## [TASK]
From the text below on the limits of federal power, reproduce word for word the passage from "There is, perhaps, no" up to and including "from their pockets.".

In the legislation of Congress, also, and in every measure of the general government, justice to every portion of the United States should be faithfully observed. No free government can stand without  virtue in the people and a lofty spirit of patriotism, and if the sordid feelings of mere selfishness shall usurp the place which ought to be filled by public spirit, the legislation of Congress will soon be converted into a scramble for personal and sectional advantages. Under our free institutions the citizens of every quarter of our country are capable of attaining a high degree of prosperity and happiness without  seeking to profit themselves at the expense of others; and every such attempt must in the end fail to succeed, for the people in every part of the United States are too enlightened not to understand their own rights  and interests and to detect and defeat every effort to gain undue advantages over them; and when such designs are discovered it naturally provokes resentments which cannot always be easily allayed. Justice—full and  ample justice—to every portion of the United States should be the ruling principle of every freeman and should guide the deliberations of every public body, whether it is state or national.
Against Enlargement of Government

It is well known that there have always been those among us who wish to enlarge the powers of the general government, and experience would seem to indicate that there is a  tendency on the part of this government to overstep the boundaries marked out for it by the Constitution. Its legitimate authority is abundantly sufficient for all the purposes for which it was created, and its powers being expressly enumerated, there can be no justification for claiming anything beyond them. Every attempt to exercise power beyond these limits should be promptly and firmly opposed, for one evil example will lead to other measures still more mischievous; and if the principle of constructive powers or supposed advantages or temporary circumstances shall ever be permitted to justify the assumption of a power not  given by the Constitution, the general government will before long absorb all the powers of legislation, and you will have in effect but one consolidated government. From the extent of our country, its diversified interests, different pursuits and different habits, it is too obvious for argument that a single consolidated government would be wholly inadequate to watch over and protect its interests; and every friend of our  free institutions should be always prepared to maintain unimpaired and in full vigor the rights and sovereignty of the states and to confine the action of the general government strictly to the sphere of its appropriate duties.

Abuse of Taxing Power

There is, perhaps, no one of the powers conferred on the federal government so liable to abuse than the taxing power. The productive and convenient source of revenue were necessarily given to it, that it might be able to perform the important duties imposed upon it; and the taxes which it lays upon commerce being concealed from the real tax payer in the price of the  article, they do not so readily attract the attention of the people as smaller sums demanded from them directly by the tax gatherer. But the tax imposed on goods enhances by so much the price of the commodity to the consumer, and as many of these duties are imposed on articles of necessity which are daily used by the great body of the people, the money raised by these imports is drawn from their pockets.

## [STORED DATA]
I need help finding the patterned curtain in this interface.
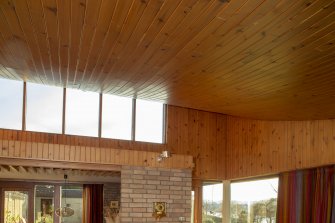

## [COMPLETE OUTPUT]
There is, perhaps, no one of the powers conferred on the federal government so liable to abuse than the taxing power. The productive and convenient source of revenue were necessarily given to it, that it might be able to perform the important duties imposed upon it; and the taxes which it lays upon commerce being concealed from the real tax payer in the price of the  article, they do not so readily attract the attention of the people as smaller sums demanded from them directly by the tax gatherer. But the tax imposed on goods enhances by so much the price of the commodity to the consumer, and as many of these duties are imposed on articles of necessity which are daily used by the great body of the people, the money raised by these imports is drawn from their pockets.